**Selected excerpt:**
XML 57 R19.htm IDEA: XBRL DOCUMENT v2.4.0.6
Contingencies, Commitments and Guarantees
6 Months Ended
Jun. 30, 2012
Contingencies, Commitments and Guarantees disclosure  
Contingencies, Commitments and Guarantees disclosure [Text Block]

12.                               CONTINGENCIES, COMMITMENTS AND GUARANTEES

 

Contingencies

 

The major pending legal proceedings, other than ordinary routine litigation incidental to the business, to which the Company or any of its subsidiaries is a party or to which any of the Company’s properties is subject are described below.

 

Asbestos- and Environmental-Related Proceedings

 

In the ordinary course of its insurance business, the Company receives claims for insurance arising under policies issued by the Company asserting alleged injuries and damages from asbestos- and environmental-related exposures that are the subject of related coverage litigation, including, among others, the litigation described below.  The Company is defending asbestos- and environmental-related litigation vigorously and believes that it has meritorious defenses; however, the outcomes of these disputes are uncertain.  In this regard, the Company employs dedicated specialists and aggressive resolution strategies to manage asbestos and environmental loss exposure, including settling litigation under appropriate circumstances.

 

Asbestos Direct Action Litigation — In October 2001 and April 2002, two purported class action suits (Wise v. Travelers and Meninger v. Travelers) were filed against Travelers Property Casualty Corp. (TPC) and other insurers (not including The St. Paul Companies, Inc. (SPC)) in state court in West Virginia. These and other cases subsequently filed in West Virginia were consolidated into a single proceeding in the Circuit Court of Kanawha County, West Virginia. The plaintiffs allege that the insurer defendants engaged in unfair trade practices in violation of state statutes by inappropriately handling and settling asbestos claims. The plaintiffs seek to reopen large numbers of settled asbestos claims and to impose liability for damages, including punitive damages, directly on insurers.  Similar lawsuits alleging inappropriate handling and settling of asbestos claims were filed in Massachusetts and Hawaii state courts.  These suits are collectively referred to as the Statutory and Hawaii Actions.

 

In March 2002, the plaintiffs in consolidated asbestos actions pending before a mass tort panel of judges in West Virginia state court amended their complaint to include TPC as a defendant, alleging that TPC and other insurers breached alleged duties to certain users of asbestos products.  The plaintiffs seek damages, including punitive damages. Lawsuits seeking similar relief and raising similar allegations, primarily violations of purported common law duties to third parties, have also been asserted in various state courts against TPC and SPC. The claims asserted in these suits are collectively referred to as the Common Law Claims.

 

The federal bankruptcy court that had presided over the bankruptcy of TPC’s former policyholder Johns-Manville Corporation issued a temporary injunction prohibiting the prosecution of the Statutory Actions (but not the Hawaii Actions), the Common Law Claims and an additional set of cases filed in various state courts in Texas and Ohio, and enjoining certain attorneys from filing any further lawsuits against TPC based on similar allegations. Notwithstanding the injunction, additional common law claims were filed against TPC.

**Given material:**

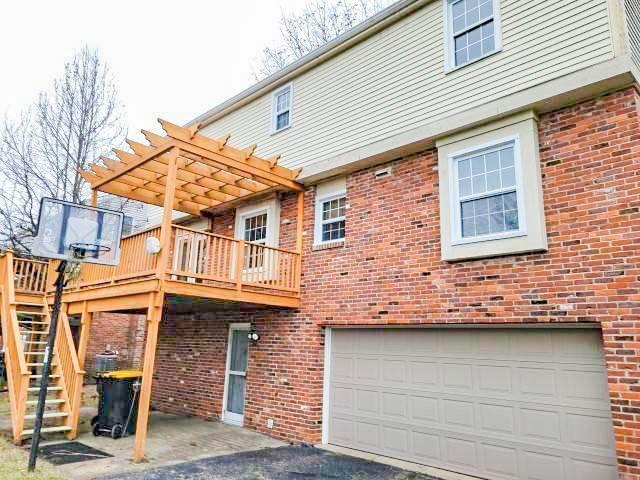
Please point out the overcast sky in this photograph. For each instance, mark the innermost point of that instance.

**Exercise instructions:**
#1 In the contingencies disclosure, which court received the consolidated West Virginia cases?
#2 List every U.S. state whose state courts are named in the contingencies disclosure.

**Answers to the problems:**
#1 The Circuit Court of Kanawha County, West Virginia.

#2 West Virginia, Massachusetts, Hawaii, Texas, Ohio